## Task instructions
Look for the line containing "Task: identify the wooden railing" in the listing below. Retype that line and every subsequent line through the last one, and only those.
===== Dataset records
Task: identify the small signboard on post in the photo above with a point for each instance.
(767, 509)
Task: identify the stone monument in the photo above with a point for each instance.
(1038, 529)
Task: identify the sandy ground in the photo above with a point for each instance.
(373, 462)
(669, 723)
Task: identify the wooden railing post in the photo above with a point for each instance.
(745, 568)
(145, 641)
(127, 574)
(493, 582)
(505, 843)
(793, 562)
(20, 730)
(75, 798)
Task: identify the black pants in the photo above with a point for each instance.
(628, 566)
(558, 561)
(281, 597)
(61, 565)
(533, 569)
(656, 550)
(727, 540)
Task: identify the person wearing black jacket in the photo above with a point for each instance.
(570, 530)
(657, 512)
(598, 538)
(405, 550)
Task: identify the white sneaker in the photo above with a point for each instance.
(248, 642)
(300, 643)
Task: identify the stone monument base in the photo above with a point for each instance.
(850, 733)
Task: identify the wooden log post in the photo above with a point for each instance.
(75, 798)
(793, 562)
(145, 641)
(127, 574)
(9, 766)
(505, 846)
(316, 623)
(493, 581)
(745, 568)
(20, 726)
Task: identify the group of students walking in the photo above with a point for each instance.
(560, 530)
==========
## Output of the task
Task: identify the wooden railing post in the photo above with a point for each instance.
(745, 568)
(145, 641)
(127, 574)
(493, 582)
(505, 843)
(793, 562)
(20, 730)
(75, 798)
Task: identify the black pants in the photo above with a point for each instance.
(628, 566)
(558, 561)
(281, 597)
(61, 565)
(533, 569)
(656, 550)
(727, 540)
Task: identify the person wearing black jacket in the photo above with a point for each instance.
(570, 530)
(657, 512)
(598, 538)
(405, 550)
Task: identify the white sneaker in the photo above with a point for each instance.
(248, 642)
(300, 643)
Task: identify the stone monument base in the photo above with a point for each instance.
(850, 733)
Task: identify the wooden log post in the photo above with a point for each instance.
(75, 798)
(793, 562)
(145, 641)
(127, 574)
(9, 766)
(505, 846)
(316, 623)
(493, 581)
(745, 568)
(20, 726)
Task: identify the group of students walking in the photo above with a point for each instance.
(560, 530)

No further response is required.